- **The exercise**: Format every line of the records below as a numbered list, skipping any blank lines.
--- Begin ---
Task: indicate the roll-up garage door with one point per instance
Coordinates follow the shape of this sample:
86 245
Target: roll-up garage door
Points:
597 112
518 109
--- End ---
- **Correct output**:
1. Task: indicate the roll-up garage door with one point per instance
2. Coordinates follow the shape of this sample:
3. 86 245
4. Target: roll-up garage door
5. Points:
6. 597 112
7. 518 109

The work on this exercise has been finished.